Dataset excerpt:
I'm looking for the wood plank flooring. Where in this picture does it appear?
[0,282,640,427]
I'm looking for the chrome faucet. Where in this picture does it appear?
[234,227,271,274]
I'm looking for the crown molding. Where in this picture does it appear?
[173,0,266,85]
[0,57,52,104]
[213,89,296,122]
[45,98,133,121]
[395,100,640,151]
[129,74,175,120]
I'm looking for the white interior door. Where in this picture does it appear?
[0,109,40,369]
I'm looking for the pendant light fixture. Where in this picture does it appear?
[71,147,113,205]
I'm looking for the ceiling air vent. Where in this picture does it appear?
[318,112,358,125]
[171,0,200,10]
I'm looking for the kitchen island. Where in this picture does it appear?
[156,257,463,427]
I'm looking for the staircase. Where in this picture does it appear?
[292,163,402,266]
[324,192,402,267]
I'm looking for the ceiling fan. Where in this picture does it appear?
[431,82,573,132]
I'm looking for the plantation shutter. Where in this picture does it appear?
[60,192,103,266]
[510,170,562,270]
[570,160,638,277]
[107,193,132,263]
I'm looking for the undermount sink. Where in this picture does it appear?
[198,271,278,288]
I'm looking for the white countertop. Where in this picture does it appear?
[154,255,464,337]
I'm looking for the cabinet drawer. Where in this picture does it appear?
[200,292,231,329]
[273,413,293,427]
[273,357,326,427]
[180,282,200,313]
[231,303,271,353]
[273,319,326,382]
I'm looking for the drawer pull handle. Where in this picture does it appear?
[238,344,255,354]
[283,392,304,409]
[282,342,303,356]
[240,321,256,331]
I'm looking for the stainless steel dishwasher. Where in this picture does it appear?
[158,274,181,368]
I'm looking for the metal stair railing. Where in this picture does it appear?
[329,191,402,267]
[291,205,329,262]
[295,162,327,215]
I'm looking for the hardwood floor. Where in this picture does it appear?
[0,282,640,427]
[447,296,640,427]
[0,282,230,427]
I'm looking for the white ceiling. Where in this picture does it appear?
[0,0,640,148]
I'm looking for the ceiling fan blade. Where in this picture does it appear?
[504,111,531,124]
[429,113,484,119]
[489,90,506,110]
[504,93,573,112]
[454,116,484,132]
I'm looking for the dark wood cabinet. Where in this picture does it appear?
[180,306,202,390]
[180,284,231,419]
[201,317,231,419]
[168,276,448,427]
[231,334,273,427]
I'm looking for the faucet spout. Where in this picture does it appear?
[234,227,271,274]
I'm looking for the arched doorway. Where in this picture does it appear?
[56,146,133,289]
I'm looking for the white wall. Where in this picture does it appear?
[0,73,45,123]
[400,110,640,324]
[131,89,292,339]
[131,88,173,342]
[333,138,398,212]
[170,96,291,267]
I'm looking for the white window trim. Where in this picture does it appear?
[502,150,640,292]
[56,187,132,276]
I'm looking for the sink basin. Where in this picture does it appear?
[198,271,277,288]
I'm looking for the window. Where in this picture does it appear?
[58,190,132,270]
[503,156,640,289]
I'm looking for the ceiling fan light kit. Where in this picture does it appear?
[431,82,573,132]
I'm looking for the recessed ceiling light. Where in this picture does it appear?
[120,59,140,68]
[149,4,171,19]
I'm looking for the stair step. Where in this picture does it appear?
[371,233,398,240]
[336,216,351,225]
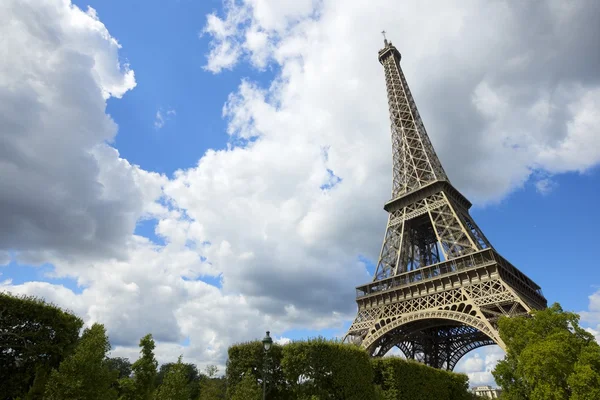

**Task**:
Pick out every line of the listing above that contains the string "cabinet", matching case exactly, and copy each of those lines in full.

**Reply to the exercise**:
I'm looking for the cabinet drawer. Where in this picture does it appear?
I'm looking for the dark wood cabinet. Where in this picture does it appear?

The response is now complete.